*PROMPT*: Wherever a line holds the word "child", copy that line from the data.

*DATA SHOWN*:

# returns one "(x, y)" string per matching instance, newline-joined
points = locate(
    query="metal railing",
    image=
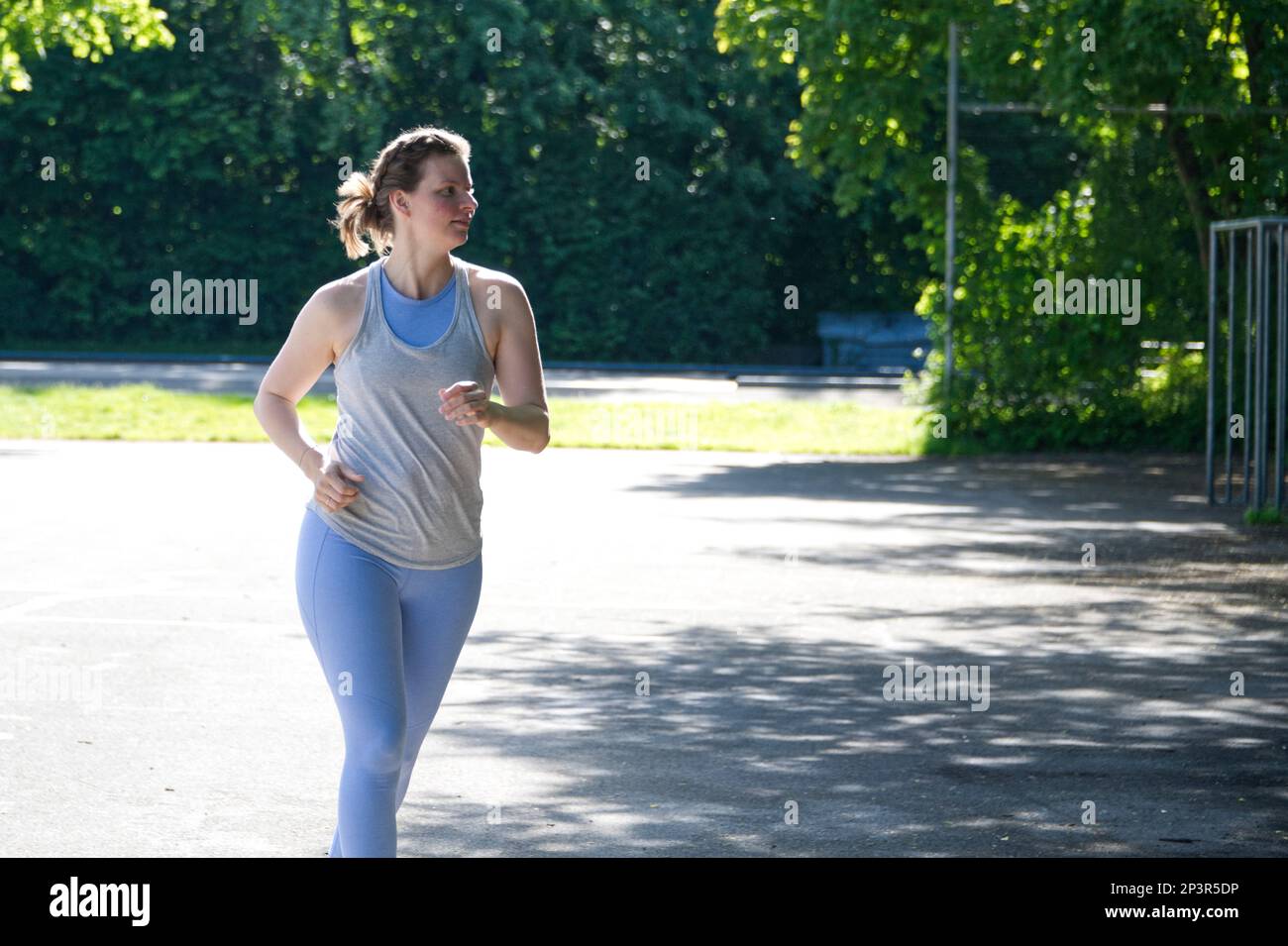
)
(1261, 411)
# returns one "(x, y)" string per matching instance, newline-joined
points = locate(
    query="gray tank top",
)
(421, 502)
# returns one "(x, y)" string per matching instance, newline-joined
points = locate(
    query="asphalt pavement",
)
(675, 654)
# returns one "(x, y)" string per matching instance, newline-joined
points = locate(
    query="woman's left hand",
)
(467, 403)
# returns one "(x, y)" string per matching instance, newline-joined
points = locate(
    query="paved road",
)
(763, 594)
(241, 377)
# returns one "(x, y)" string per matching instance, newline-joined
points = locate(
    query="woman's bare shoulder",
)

---

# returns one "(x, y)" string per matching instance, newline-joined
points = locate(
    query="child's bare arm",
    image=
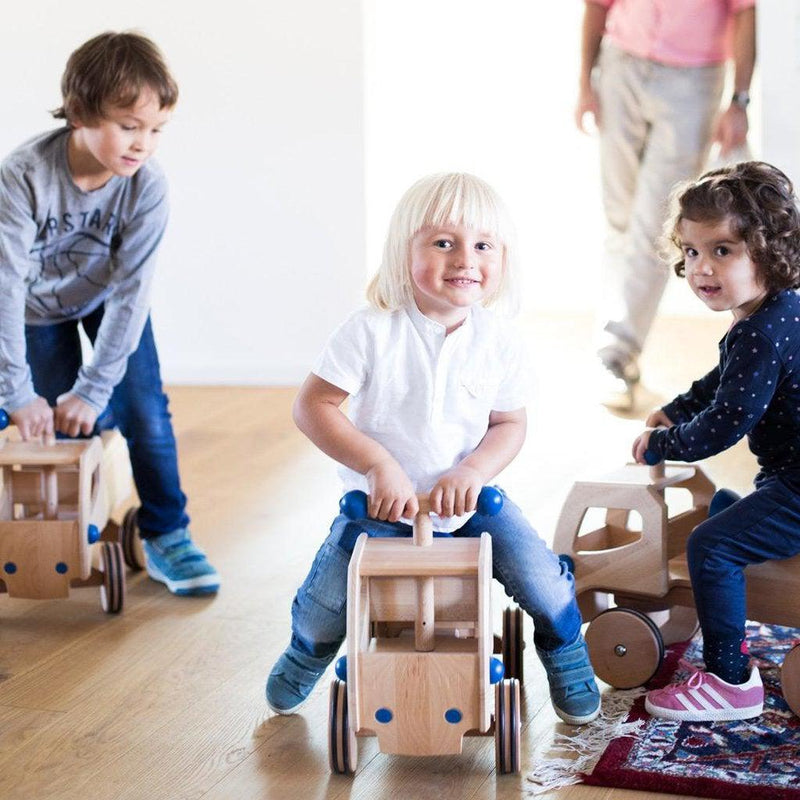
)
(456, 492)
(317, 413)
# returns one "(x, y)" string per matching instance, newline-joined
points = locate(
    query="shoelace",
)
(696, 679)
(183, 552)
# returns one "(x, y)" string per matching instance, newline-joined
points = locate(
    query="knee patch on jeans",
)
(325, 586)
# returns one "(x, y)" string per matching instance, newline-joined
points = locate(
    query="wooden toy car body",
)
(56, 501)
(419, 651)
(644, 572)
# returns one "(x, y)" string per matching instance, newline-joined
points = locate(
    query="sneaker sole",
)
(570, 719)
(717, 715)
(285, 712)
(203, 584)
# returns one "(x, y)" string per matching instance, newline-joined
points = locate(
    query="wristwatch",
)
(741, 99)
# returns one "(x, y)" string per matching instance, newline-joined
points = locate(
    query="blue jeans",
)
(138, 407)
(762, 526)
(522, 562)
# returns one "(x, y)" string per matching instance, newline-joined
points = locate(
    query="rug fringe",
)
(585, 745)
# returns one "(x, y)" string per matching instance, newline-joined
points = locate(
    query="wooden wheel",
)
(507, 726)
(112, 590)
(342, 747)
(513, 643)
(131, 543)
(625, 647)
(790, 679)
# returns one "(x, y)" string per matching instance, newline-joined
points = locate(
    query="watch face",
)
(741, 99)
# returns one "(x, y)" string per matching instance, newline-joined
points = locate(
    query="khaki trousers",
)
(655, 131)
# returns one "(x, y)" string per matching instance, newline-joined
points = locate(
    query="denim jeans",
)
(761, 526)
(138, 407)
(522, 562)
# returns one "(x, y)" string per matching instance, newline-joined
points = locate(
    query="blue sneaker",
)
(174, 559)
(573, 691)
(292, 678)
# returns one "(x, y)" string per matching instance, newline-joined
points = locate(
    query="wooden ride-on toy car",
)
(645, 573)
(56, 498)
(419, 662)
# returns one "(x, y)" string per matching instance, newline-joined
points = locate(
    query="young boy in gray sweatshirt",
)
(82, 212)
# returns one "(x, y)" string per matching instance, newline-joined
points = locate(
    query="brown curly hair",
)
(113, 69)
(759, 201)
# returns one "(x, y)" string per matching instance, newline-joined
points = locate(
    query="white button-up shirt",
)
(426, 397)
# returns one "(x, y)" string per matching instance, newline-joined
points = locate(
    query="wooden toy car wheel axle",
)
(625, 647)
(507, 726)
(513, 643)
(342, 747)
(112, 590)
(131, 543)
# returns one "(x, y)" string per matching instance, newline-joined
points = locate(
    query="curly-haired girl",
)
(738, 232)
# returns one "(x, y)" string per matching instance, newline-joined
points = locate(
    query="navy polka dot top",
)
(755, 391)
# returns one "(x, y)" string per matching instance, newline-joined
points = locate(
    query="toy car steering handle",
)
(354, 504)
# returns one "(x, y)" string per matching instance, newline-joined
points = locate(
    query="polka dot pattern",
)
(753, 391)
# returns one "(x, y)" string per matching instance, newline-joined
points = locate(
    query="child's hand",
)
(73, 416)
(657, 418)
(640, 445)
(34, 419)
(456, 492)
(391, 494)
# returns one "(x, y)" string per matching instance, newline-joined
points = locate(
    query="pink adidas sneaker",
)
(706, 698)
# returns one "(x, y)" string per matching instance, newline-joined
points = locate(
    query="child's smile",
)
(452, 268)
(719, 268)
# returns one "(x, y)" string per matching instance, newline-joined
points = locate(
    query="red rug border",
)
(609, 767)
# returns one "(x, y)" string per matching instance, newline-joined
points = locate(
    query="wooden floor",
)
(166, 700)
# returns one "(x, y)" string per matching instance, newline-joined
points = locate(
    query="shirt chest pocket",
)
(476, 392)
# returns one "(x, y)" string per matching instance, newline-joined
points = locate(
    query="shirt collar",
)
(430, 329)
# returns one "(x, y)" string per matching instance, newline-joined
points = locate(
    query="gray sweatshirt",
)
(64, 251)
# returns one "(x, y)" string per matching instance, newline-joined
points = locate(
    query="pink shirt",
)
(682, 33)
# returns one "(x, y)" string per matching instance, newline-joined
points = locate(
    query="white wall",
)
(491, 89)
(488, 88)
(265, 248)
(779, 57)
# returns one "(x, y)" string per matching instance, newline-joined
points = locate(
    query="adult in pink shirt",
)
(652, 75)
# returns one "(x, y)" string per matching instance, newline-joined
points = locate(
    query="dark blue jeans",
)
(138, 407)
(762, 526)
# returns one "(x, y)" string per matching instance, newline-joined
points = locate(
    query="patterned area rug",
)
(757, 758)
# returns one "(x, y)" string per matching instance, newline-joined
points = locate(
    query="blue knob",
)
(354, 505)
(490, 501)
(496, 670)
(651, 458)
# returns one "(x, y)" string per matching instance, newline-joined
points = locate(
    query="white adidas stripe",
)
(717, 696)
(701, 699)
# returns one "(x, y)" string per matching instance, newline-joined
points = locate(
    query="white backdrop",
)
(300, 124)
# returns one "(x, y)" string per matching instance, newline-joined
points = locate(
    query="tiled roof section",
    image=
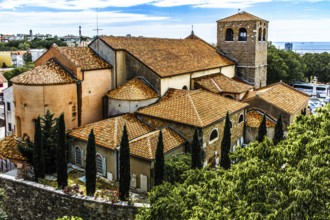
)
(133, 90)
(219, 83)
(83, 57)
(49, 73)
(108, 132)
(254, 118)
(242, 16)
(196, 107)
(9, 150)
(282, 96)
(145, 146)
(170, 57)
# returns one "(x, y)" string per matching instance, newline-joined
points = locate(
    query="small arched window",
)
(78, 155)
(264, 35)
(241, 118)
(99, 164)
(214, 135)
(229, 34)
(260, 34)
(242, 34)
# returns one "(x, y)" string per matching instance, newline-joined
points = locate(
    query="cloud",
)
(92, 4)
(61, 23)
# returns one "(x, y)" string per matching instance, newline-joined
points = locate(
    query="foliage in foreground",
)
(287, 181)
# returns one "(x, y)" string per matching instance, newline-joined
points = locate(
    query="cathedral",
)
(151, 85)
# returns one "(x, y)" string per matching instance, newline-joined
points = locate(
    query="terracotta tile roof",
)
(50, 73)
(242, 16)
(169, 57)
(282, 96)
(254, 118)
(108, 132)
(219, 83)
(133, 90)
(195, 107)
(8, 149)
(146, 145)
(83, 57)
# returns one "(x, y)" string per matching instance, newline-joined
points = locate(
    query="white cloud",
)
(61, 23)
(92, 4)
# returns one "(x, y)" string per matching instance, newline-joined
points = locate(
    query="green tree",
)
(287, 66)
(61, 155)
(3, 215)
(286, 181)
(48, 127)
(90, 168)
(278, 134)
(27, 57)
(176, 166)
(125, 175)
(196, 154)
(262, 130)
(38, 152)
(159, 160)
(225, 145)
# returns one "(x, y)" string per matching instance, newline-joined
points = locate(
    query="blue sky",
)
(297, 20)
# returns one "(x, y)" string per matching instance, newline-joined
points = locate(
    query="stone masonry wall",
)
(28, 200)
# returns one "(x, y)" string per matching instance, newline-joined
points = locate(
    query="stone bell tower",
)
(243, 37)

*ANSWER BOX*:
    query="child's bare arm",
    query="child's hand",
    query="child's smile",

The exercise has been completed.